Copy the material below word for word, keeping every line in its original order.

━━━ Data supplied ━━━

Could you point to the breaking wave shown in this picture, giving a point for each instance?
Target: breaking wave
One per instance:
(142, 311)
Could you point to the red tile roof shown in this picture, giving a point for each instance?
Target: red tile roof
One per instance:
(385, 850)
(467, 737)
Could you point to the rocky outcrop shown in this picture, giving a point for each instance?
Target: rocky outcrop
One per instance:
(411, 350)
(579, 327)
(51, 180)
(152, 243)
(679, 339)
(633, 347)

━━━

Written reply:
Could you point to the breaking wave shown in this picture, giving a point for each instance?
Target: breaking wave
One per instance:
(142, 311)
Could you point to the red tile roof shown in this picture, giving a point for each instance?
Target: red tile roof
One per instance:
(385, 850)
(467, 737)
Could you point to the rocky outcrop shown in this picture, giving a point for each instance?
Target: rocky outcrop
One per instance:
(411, 350)
(579, 327)
(51, 180)
(152, 243)
(679, 339)
(633, 347)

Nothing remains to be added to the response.